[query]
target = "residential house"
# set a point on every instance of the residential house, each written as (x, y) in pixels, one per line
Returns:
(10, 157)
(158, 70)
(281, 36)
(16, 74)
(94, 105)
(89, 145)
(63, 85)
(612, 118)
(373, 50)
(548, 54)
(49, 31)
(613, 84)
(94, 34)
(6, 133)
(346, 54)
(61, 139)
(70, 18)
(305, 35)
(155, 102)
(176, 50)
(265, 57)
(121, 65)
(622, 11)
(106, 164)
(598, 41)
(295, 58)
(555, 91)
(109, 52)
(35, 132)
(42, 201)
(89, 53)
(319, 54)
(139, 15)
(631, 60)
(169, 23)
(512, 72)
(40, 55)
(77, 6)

........

| TRY IT |
Write out the records above again, keeping each one identical to the original.

| WRITTEN RESPONSE |
[query]
target = "residential house"
# set a point on every instance of the residential house, each written as (x, y) in pixels, one per line
Returns:
(10, 157)
(158, 70)
(281, 36)
(16, 74)
(94, 105)
(89, 145)
(63, 85)
(612, 118)
(373, 50)
(548, 54)
(49, 31)
(613, 84)
(94, 34)
(6, 133)
(346, 54)
(61, 139)
(70, 18)
(305, 35)
(155, 102)
(176, 50)
(265, 57)
(121, 65)
(622, 11)
(106, 164)
(598, 41)
(295, 58)
(555, 91)
(109, 52)
(35, 132)
(42, 201)
(89, 53)
(319, 54)
(139, 15)
(631, 60)
(169, 23)
(512, 72)
(40, 55)
(77, 6)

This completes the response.